TRECHO APRESENTADO →
⟨

Por se tratarem, na maioria dos casos, de crimes de pequeno potencial ofensivo, seu julgamento é de competência dos juizados especiais criminais. O ofendido, nesse caso, pode dirigir-se até uma delegacia de polícia, com a cópia do e-mail com cabeçalho, se desejar dar início à ação penal. Lavrar-se-á um Termo Circunstanciado, que após será enviado para o Juizado Especial, quando se ouvirão as partes, dando seguimento ao procedimento dos juizados especiais. No entanto, nota-se que em muitos casos as delegacias não estão preparadas para tratar de tais questões, ressalva feita às cidades que possuem delegacias especializadas em crimes digitais.

Outros casos de possíveis violações da norma penal por e-mail são: violação de direito autoral; incitação e apologia; concorrência desleal; divulgação de pedofilia, estelionato, etc. Todos esses crimes encontram na internet apenas um novo modus operandi, em relação ao seu cometimento.

⟩

(Dados de anotação de regiões de imagens)

⟨

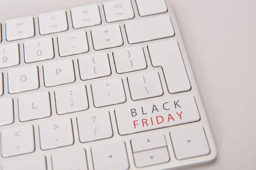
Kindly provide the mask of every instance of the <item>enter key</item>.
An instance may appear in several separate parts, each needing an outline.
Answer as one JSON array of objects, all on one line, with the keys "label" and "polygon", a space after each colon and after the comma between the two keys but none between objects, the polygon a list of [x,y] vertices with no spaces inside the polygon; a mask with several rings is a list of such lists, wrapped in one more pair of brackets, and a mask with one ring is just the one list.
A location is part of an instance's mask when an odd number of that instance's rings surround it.
[{"label": "enter key", "polygon": [[191,86],[177,41],[172,39],[152,43],[148,48],[153,66],[163,68],[169,93],[190,90]]}]

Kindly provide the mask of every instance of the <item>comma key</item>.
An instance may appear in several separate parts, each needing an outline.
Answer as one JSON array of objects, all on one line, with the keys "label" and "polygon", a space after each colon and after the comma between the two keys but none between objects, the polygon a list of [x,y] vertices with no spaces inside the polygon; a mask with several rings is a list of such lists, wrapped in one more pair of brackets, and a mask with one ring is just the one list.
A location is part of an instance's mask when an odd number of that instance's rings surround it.
[{"label": "comma key", "polygon": [[145,100],[133,107],[115,110],[121,135],[175,126],[200,119],[192,96],[181,96],[164,100]]}]

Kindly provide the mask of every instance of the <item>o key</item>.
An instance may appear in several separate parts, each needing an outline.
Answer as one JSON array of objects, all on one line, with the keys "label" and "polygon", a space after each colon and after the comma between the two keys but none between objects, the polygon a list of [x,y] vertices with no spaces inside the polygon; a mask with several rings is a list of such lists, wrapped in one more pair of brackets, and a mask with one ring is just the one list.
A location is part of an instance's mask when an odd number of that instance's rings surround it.
[{"label": "o key", "polygon": [[13,94],[39,88],[38,68],[32,65],[8,71],[9,93]]}]

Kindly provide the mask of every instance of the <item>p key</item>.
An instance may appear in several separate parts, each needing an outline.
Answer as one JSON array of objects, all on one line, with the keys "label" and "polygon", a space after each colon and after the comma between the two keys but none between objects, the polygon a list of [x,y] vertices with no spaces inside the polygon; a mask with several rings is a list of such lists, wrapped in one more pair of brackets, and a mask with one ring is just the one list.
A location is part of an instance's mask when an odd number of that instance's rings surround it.
[{"label": "p key", "polygon": [[44,65],[44,85],[49,87],[74,82],[73,60],[67,59]]}]

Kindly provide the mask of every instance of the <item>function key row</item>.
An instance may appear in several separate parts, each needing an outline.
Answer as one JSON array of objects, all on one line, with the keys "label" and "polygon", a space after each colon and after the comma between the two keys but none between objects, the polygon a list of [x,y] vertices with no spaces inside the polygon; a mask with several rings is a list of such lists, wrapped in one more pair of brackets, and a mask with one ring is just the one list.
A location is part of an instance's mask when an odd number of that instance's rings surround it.
[{"label": "function key row", "polygon": [[[171,20],[167,15],[127,22],[125,24],[125,28],[128,41],[133,44],[174,35]],[[89,50],[87,41],[87,36],[89,35],[87,34],[90,35],[90,33],[80,30],[58,35],[59,55],[64,57],[87,52]],[[124,44],[120,26],[117,24],[93,28],[91,34],[96,50],[119,47]],[[25,62],[29,63],[53,58],[55,55],[53,41],[49,37],[25,41],[23,43]],[[20,64],[20,48],[17,43],[0,46],[0,68]],[[141,53],[140,49],[134,50],[137,53]],[[127,52],[128,57],[130,57],[131,53],[129,51]],[[131,62],[133,67],[134,65]],[[119,67],[122,68],[122,65]]]},{"label": "function key row", "polygon": [[[141,16],[166,12],[167,11],[164,0],[137,0]],[[134,13],[130,0],[107,2],[103,5],[106,20],[112,23],[132,19]],[[154,8],[151,7],[153,6]],[[93,4],[71,9],[73,27],[75,29],[99,25],[102,23],[99,6]],[[41,14],[38,17],[39,32],[46,35],[64,31],[68,29],[66,11],[60,10]],[[0,27],[0,42],[2,36]],[[8,20],[6,22],[6,40],[11,41],[34,37],[35,21],[32,17]]]}]

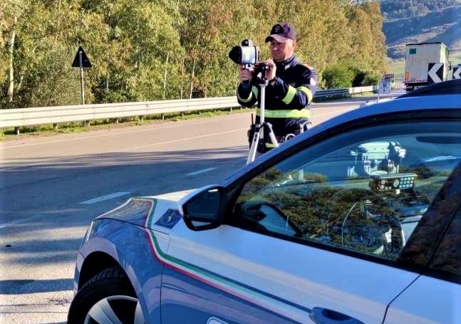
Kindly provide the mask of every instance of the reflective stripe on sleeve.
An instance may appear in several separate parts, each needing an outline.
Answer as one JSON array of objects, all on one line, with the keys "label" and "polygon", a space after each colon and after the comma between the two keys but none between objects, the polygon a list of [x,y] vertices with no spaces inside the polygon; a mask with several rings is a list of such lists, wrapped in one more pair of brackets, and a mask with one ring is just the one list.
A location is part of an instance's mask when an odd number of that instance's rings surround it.
[{"label": "reflective stripe on sleeve", "polygon": [[[259,108],[256,110],[256,115],[259,116]],[[293,109],[291,110],[264,110],[264,117],[266,118],[309,118],[311,117],[311,111],[309,109],[303,108],[301,110]]]},{"label": "reflective stripe on sleeve", "polygon": [[296,89],[295,89],[291,85],[289,85],[288,91],[286,91],[286,95],[285,95],[285,97],[281,100],[281,101],[288,105],[291,101],[293,101],[293,98],[295,95],[296,95]]},{"label": "reflective stripe on sleeve", "polygon": [[296,88],[296,90],[299,90],[299,91],[302,91],[304,93],[306,93],[306,95],[307,95],[307,103],[310,103],[311,101],[312,101],[312,98],[314,97],[314,95],[312,95],[312,91],[311,90],[311,89],[304,85],[301,85],[301,87]]},{"label": "reflective stripe on sleeve", "polygon": [[258,95],[259,95],[259,90],[258,90],[258,88],[253,85],[252,87],[252,92],[253,93],[253,95],[254,95],[254,97],[257,98]]}]

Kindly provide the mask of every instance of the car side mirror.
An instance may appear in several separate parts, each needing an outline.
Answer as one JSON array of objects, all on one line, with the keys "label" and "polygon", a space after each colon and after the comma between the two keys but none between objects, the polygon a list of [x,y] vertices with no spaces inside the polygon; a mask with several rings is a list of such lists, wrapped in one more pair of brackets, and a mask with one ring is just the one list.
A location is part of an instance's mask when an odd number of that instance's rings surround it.
[{"label": "car side mirror", "polygon": [[192,231],[215,229],[221,225],[224,187],[208,187],[182,205],[184,221]]}]

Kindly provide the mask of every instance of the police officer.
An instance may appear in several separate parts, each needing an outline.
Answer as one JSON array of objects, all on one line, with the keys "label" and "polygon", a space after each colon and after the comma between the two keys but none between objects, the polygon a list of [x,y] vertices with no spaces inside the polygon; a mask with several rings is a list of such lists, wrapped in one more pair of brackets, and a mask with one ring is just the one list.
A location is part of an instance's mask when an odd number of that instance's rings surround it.
[{"label": "police officer", "polygon": [[[308,108],[317,89],[317,73],[314,68],[296,60],[294,49],[296,34],[293,27],[286,23],[272,27],[266,43],[272,59],[263,61],[267,66],[264,120],[272,125],[277,141],[280,142],[289,134],[297,135],[307,125],[311,112]],[[237,100],[245,107],[253,106],[259,99],[258,80],[252,69],[240,66],[241,83],[237,90]],[[249,86],[244,85],[249,82]],[[259,111],[257,111],[257,122]],[[266,134],[264,134],[266,135]],[[251,142],[252,138],[249,138]],[[273,146],[267,136],[265,147],[258,151],[266,152]]]}]

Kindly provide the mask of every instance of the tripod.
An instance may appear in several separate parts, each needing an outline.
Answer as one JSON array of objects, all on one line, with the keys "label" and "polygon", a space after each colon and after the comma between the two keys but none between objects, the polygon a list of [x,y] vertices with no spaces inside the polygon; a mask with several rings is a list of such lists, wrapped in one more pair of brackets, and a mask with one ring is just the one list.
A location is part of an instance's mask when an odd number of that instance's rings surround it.
[{"label": "tripod", "polygon": [[272,130],[272,125],[264,121],[264,105],[266,101],[266,87],[269,84],[266,78],[264,71],[261,73],[262,76],[259,78],[259,90],[261,91],[259,99],[258,100],[258,108],[259,108],[259,121],[254,125],[254,134],[253,135],[253,140],[252,140],[252,145],[249,149],[249,154],[247,160],[247,164],[249,164],[254,161],[256,157],[256,152],[259,145],[261,139],[264,140],[264,129],[268,132],[269,138],[274,145],[274,147],[279,147],[279,142],[275,137],[274,131]]}]

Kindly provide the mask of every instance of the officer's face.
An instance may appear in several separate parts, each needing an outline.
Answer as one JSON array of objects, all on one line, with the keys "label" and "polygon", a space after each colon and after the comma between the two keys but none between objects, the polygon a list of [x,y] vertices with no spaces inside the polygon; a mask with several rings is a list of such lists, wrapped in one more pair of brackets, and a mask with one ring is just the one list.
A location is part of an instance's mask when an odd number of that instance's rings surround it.
[{"label": "officer's face", "polygon": [[276,62],[285,61],[291,57],[296,45],[296,41],[291,39],[287,39],[286,41],[280,43],[272,38],[269,44],[271,56]]}]

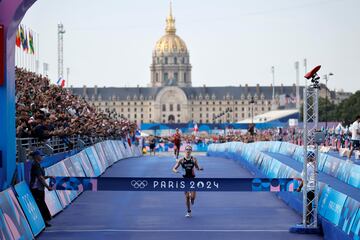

⟩

TAREFAS OBRIGATÓRIAS →
[1] Como fica a parte do texto sobre crimes por e-mail que vai de "Por se tratarem, na" até "em crimes digitais.", inclusive, ao substituir "Termo Circunstanciado" por "registro de ocorrência"?
[2] Como você daria continuidade ao texto sobre crimes praticados por e-mail a partir do ponto em que ele termina?

RESPOSTAS →
[1]
Por se tratarem, na maioria dos casos, de crimes de pequeno potencial ofensivo, seu julgamento é de competência dos juizados especiais criminais. O ofendido, nesse caso, pode dirigir-se até uma delegacia de polícia, com a cópia do e-mail com cabeçalho, se desejar dar início à ação penal. Lavrar-se-á um registro de ocorrência, que após será enviado para o Juizado Especial, quando se ouvirão as partes, dando seguimento ao procedimento dos juizados especiais. No entanto, nota-se que em muitos casos as delegacias não estão preparadas para tratar de tais questões, ressalva feita às cidades que possuem delegacias especializadas em crimes digitais.

[2]
Em todos os casos de ocorrência de crimes, não se pode ignorar que a sentença penal, de acordo com o art. 935 do CC, faz com que não haja mais discussão sobre autoria do fato ou autoria. Em sendo assim, após a sentença penal, pode-se ajuizar uma ação cível buscando apenas a definição da indenização pecuniária.

Em relação à responsabilidade por ato ou fato de terceiro, é claro o artigo 932 do nosso CC ao estabelecer a responsabilidade do empregador pela reparação civil dos atos praticados pelos empregados no desempenho de seu trabalho. Com isso, alguém que se sinta atingido moralmente, por exemplo, por um e-mail proveniente de uma rede corporativa enviado por um empregado usando o domínio empresarial, pode intentar uma ação indenizatória contra a própria empresa. Além disso, é potencial o risco à imagem da empresa, que pode ter a sua imagem vinculada à manifestação exarada no e-mail. Nos EUA houve um caso em que um escritório de advocacia processou a IBM, uma vez que um funcionário desta violou os e-mails daquele escritório.

Há, também, a responsabilidade  dos pais pelos atos dos filhos pelo mau uso da tecnologia. Hoje é comum que crianças e adolescentes utilizem indiscriminadamente a internet sem a orientação dos pais. É importante frisar que os pais são responsáveis pelas ofensas e injúrias irrogadas por menores de idade através do e-mail independentemente de sua culpa.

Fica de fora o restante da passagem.